* WORK TO DO: Give the entries below as a numbered list, leaving out any blank lines.

[Some entries]
━━━━━━━━

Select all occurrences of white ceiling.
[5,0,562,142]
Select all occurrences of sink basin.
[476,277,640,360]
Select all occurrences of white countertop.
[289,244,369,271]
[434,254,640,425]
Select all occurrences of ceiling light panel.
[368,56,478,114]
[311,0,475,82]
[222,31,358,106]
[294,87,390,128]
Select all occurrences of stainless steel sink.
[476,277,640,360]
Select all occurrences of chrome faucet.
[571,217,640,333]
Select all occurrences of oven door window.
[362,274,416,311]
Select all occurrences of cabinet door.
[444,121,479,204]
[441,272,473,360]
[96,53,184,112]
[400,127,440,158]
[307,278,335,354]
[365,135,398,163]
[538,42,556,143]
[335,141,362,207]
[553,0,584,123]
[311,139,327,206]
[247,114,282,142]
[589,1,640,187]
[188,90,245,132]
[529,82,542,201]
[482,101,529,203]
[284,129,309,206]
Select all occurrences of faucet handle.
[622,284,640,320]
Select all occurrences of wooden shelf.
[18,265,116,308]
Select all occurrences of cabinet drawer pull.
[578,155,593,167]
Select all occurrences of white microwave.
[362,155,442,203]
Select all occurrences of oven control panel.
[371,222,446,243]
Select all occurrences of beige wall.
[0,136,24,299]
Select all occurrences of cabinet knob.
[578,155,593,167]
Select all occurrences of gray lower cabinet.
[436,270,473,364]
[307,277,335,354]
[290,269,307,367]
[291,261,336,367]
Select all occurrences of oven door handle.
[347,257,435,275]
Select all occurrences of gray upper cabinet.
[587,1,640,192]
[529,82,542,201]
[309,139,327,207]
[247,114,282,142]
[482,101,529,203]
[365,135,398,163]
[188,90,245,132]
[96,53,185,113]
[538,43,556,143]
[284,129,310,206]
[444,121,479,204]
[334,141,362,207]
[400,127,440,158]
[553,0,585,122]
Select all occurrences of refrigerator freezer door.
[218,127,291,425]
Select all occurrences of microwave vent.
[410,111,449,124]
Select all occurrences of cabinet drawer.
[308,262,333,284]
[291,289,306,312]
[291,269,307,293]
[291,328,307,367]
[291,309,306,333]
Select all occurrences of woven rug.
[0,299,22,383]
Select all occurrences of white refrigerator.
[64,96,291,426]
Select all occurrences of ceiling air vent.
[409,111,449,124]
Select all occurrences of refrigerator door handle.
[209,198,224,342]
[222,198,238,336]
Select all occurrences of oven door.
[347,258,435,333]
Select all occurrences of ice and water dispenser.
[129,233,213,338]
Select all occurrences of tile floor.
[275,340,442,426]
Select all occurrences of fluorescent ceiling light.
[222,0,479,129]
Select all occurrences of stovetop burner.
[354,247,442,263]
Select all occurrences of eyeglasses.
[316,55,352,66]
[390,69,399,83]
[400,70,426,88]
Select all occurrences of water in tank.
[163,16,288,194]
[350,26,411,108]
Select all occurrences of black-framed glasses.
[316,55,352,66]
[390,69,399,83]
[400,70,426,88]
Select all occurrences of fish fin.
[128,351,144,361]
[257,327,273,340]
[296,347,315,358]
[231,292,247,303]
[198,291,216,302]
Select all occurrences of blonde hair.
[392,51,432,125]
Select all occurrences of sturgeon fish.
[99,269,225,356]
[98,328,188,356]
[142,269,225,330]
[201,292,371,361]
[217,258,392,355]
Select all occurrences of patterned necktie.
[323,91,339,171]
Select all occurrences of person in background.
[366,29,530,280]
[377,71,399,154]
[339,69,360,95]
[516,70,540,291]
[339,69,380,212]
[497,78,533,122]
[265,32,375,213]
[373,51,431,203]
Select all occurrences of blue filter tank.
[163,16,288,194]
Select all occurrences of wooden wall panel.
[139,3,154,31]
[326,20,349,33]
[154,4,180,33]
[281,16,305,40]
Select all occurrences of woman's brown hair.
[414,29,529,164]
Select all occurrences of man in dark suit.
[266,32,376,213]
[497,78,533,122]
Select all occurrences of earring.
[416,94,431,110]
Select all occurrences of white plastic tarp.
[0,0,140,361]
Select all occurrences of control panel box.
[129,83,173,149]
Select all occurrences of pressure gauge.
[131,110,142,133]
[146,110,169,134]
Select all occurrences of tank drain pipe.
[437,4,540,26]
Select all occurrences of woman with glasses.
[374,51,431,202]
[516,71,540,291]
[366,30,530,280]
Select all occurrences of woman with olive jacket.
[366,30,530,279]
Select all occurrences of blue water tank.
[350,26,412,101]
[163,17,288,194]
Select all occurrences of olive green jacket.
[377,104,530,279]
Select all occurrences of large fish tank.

━━━━━━━━

* TASK RESULT:
1. Select all occurrences of white ceiling.
2. [5,0,562,142]
3. Select all occurrences of sink basin.
4. [476,277,640,360]
5. Select all occurrences of white countertop.
6. [289,244,369,271]
7. [434,254,640,425]
8. Select all occurrences of ceiling light panel.
9. [368,56,478,114]
10. [311,0,475,82]
11. [222,31,358,106]
12. [294,87,390,128]
13. Select all occurrences of stainless steel sink.
14. [476,277,640,360]
15. Select all occurrences of chrome faucet.
16. [571,217,640,333]
17. Select all occurrences of oven door window.
18. [362,274,416,311]
19. Select all occurrences of cabinet door.
20. [444,121,479,204]
21. [441,272,473,360]
22. [96,53,184,112]
23. [400,127,440,158]
24. [307,278,335,354]
25. [365,135,398,163]
26. [538,42,556,143]
27. [335,141,362,207]
28. [553,0,584,123]
29. [311,139,327,206]
30. [247,114,282,142]
31. [589,1,640,187]
32. [188,90,245,132]
33. [529,82,542,201]
34. [482,101,529,203]
35. [284,129,309,206]
36. Select all occurrences of faucet handle.
37. [622,284,640,320]
38. Select all occurrences of wooden shelf.
39. [18,265,116,308]
40. Select all occurrences of cabinet drawer pull.
41. [578,155,593,167]
42. Select all occurrences of white microwave.
43. [362,155,442,203]
44. Select all occurrences of oven control panel.
45. [371,222,446,243]
46. Select all occurrences of beige wall.
47. [0,136,24,299]
48. Select all occurrences of cabinet knob.
49. [578,155,593,167]
50. Select all occurrences of gray lower cabinet.
51. [436,270,473,364]
52. [307,277,335,354]
53. [290,269,307,367]
54. [291,261,336,367]
55. Select all occurrences of oven door handle.
56. [347,257,435,275]
57. Select all occurrences of gray upper cabinet.
58. [587,1,640,192]
59. [529,82,542,201]
60. [309,139,327,207]
61. [247,114,282,142]
62. [482,101,529,203]
63. [365,135,398,163]
64. [188,90,245,132]
65. [96,53,185,113]
66. [538,43,556,143]
67. [284,129,310,206]
68. [444,121,479,204]
69. [334,141,362,207]
70. [400,127,440,158]
71. [553,0,585,122]
72. Select all occurrences of refrigerator freezer door.
73. [218,127,291,425]
74. Select all occurrences of microwave vent.
75. [410,111,449,124]
76. Select all occurrences of cabinet drawer.
77. [308,262,333,284]
78. [291,289,306,312]
79. [291,269,307,293]
80. [291,328,307,367]
81. [291,309,306,333]
82. Select all occurrences of woven rug.
83. [0,299,22,383]
84. Select all occurrences of white refrigerator.
85. [64,96,291,426]
86. Select all occurrences of ceiling air vent.
87. [409,111,449,124]
88. Select all occurrences of refrigerator door handle.
89. [209,198,224,342]
90. [222,198,238,336]
91. Select all occurrences of oven door.
92. [347,258,435,333]
93. Select all occurrences of ice and water dispenser.
94. [129,233,213,338]
95. Select all occurrences of tile floor.
96. [275,340,442,426]
97. Select all occurrences of fluorescent ceiling light.
98. [222,0,479,129]
99. Select all occurrences of stovetop burner.
100. [354,247,442,263]
101. Select all occurrences of eyeglasses.
102. [316,55,352,66]
103. [390,69,399,83]
104. [400,70,426,88]
105. Select all occurrences of water in tank.
106. [163,16,288,194]
107. [350,26,411,108]
108. Select all occurrences of black-framed glasses.
109. [316,55,352,66]
110. [390,69,399,83]
111. [400,70,426,88]
112. Select all occurrences of fish fin.
113. [128,351,144,361]
114. [257,327,273,340]
115. [296,347,315,358]
116. [231,292,247,303]
117. [198,291,216,302]
118. Select all occurrences of blonde hair.
119. [392,51,432,125]
120. Select all occurrences of sturgeon fish.
121. [99,269,225,356]
122. [98,328,188,356]
123. [142,269,225,330]
124. [201,292,371,361]
125. [217,258,392,355]
126. Select all occurrences of patterned necktie.
127. [323,91,339,171]
128. Select all occurrences of person in background.
129. [366,29,530,280]
130. [377,71,399,154]
131. [339,69,360,95]
132. [516,70,540,291]
133. [339,69,380,212]
134. [497,78,533,122]
135. [265,32,375,213]
136. [373,51,431,203]
137. Select all occurrences of blue filter tank.
138. [163,16,288,194]
139. Select all occurrences of wooden wall panel.
140. [139,3,154,31]
141. [326,20,349,33]
142. [154,4,180,33]
143. [281,16,305,40]
144. Select all occurrences of woman's brown hair.
145. [414,29,529,164]
146. Select all occurrences of man in dark suit.
147. [266,32,376,213]
148. [497,78,533,122]
149. Select all occurrences of earring.
150. [416,94,431,110]
151. Select all occurrences of white plastic tarp.
152. [0,0,140,361]
153. Select all occurrences of control panel box.
154. [129,83,173,149]
155. Select all occurrences of pressure gauge.
156. [131,110,142,133]
157. [146,110,169,134]
158. Select all occurrences of tank drain pipe.
159. [437,4,540,26]
160. Select all occurrences of woman with glasses.
161. [374,51,431,202]
162. [516,71,540,291]
163. [366,30,530,280]
164. Select all occurrences of woman with olive jacket.
165. [366,30,530,279]
166. Select all occurrences of blue water tank.
167. [350,26,412,101]
168. [163,17,288,194]
169. Select all occurrences of olive green jacket.
170. [377,104,530,279]
171. Select all occurrences of large fish tank.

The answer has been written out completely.